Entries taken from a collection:

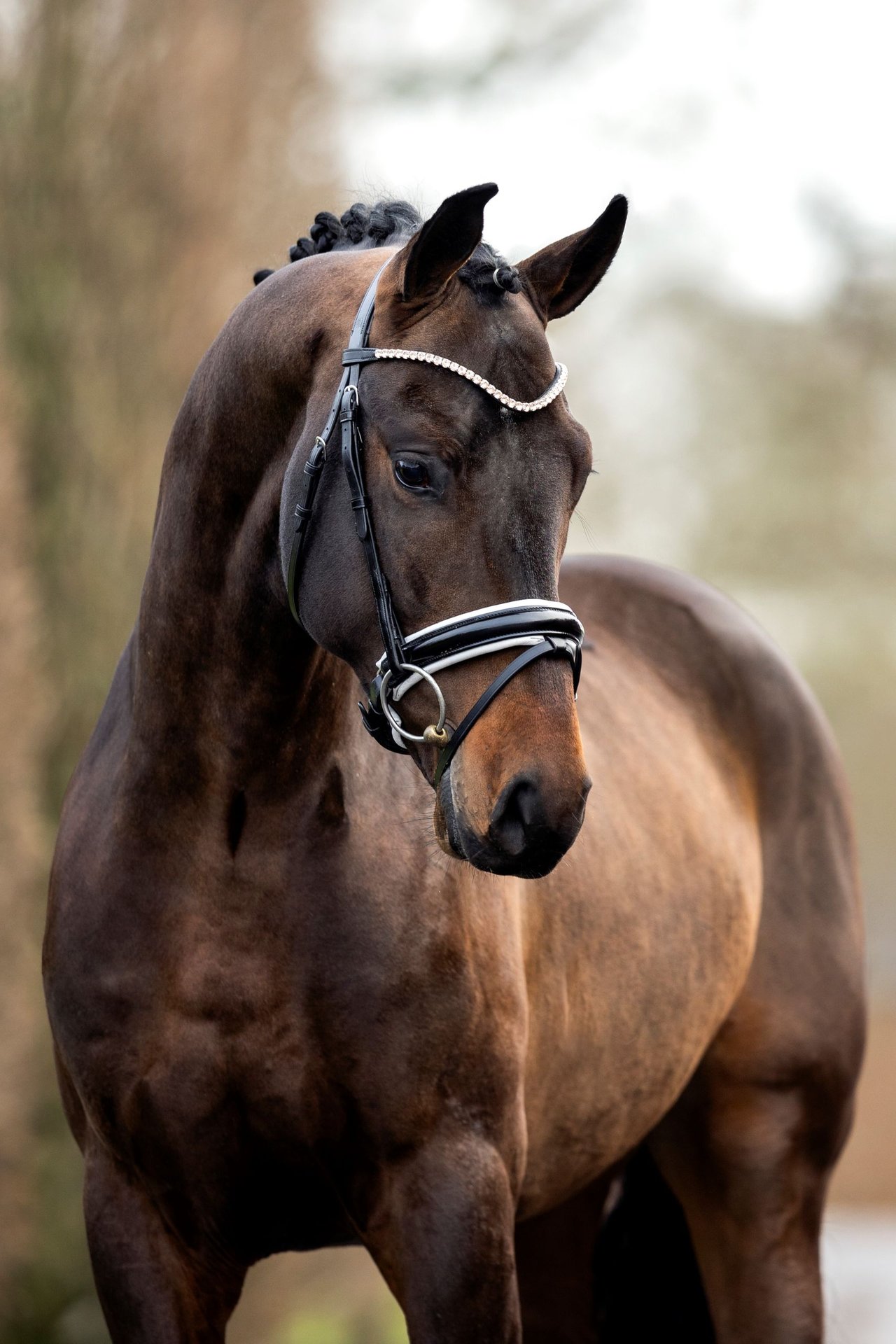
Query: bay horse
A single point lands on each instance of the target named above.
(568, 1075)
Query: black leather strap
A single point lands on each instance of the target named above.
(536, 651)
(317, 456)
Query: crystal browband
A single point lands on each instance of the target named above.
(367, 356)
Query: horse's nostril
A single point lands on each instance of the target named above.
(517, 816)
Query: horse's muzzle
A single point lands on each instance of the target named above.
(528, 832)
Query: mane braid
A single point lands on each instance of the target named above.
(393, 222)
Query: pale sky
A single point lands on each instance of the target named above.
(719, 118)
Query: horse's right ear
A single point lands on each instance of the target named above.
(441, 246)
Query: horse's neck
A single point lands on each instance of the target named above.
(222, 676)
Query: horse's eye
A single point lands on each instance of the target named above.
(413, 476)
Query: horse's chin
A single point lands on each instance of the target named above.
(460, 841)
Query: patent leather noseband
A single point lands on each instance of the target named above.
(539, 628)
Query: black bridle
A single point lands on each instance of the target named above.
(542, 628)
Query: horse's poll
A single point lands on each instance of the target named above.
(539, 628)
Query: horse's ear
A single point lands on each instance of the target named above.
(442, 245)
(561, 276)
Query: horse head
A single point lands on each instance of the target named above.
(465, 489)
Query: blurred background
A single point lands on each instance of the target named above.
(736, 371)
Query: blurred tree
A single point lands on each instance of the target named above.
(152, 155)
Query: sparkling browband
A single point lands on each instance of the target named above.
(451, 365)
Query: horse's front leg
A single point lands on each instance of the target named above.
(152, 1288)
(442, 1236)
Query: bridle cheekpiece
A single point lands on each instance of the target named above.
(536, 626)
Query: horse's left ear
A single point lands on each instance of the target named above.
(561, 276)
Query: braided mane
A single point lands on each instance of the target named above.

**PROBLEM TO SOLVE:**
In the entries above, which lines hold the word "bridle"? Copy them out.

**ANSWER TO THIS EXERCISE:**
Query: black bridle
Query: bridle cheekpiece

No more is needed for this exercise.